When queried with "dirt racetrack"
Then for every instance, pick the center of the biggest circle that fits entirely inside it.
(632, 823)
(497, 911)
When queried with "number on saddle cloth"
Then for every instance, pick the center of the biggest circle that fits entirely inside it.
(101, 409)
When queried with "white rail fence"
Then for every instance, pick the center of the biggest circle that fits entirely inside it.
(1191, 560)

================================

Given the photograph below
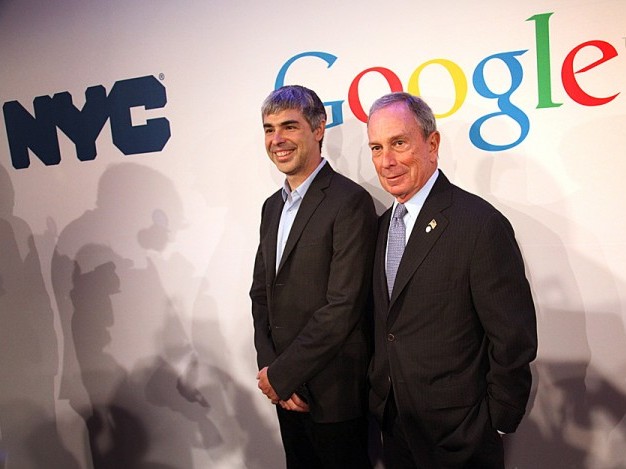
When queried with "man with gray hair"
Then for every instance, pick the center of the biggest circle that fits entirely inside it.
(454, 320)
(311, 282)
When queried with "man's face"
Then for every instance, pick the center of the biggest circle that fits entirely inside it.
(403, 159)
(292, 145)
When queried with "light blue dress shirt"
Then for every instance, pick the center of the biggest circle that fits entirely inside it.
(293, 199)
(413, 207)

================================

[Stated goal]
Report every line of the records above that contains the string "queried", treating uppercase and lowercase letters as distinct.

[Result of this task]
When queried with "dirt racetrack"
When queried with "number on saddle cloth"
When queried with "white rail fence"
When queried with "man with gray hair"
When queried with "man's face"
When queried with "light blue dress shirt"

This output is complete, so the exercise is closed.